== Segment start ==
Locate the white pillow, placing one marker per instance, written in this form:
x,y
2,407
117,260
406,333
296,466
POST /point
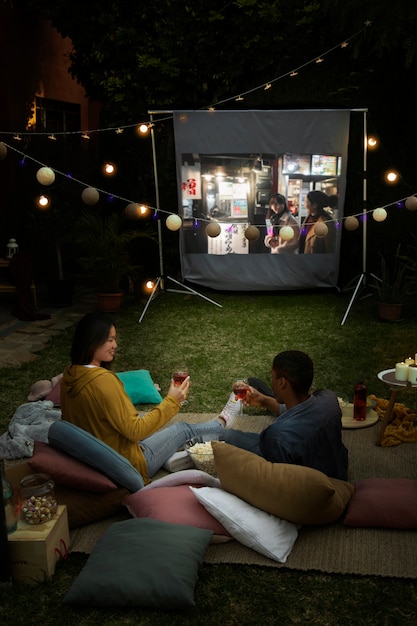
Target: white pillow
== Segment end ==
== Segment start ==
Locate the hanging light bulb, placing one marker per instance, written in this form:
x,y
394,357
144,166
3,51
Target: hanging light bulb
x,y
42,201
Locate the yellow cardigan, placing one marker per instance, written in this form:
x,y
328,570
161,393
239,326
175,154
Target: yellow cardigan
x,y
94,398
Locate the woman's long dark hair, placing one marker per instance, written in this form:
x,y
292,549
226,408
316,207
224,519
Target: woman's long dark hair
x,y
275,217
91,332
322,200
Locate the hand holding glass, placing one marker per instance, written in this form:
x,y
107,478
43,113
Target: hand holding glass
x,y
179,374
== Segment end ==
**Exercise details:**
When a line of the entries above contains the word "instance", include it in a tally, then give that tally alone.

**Exercise output:**
5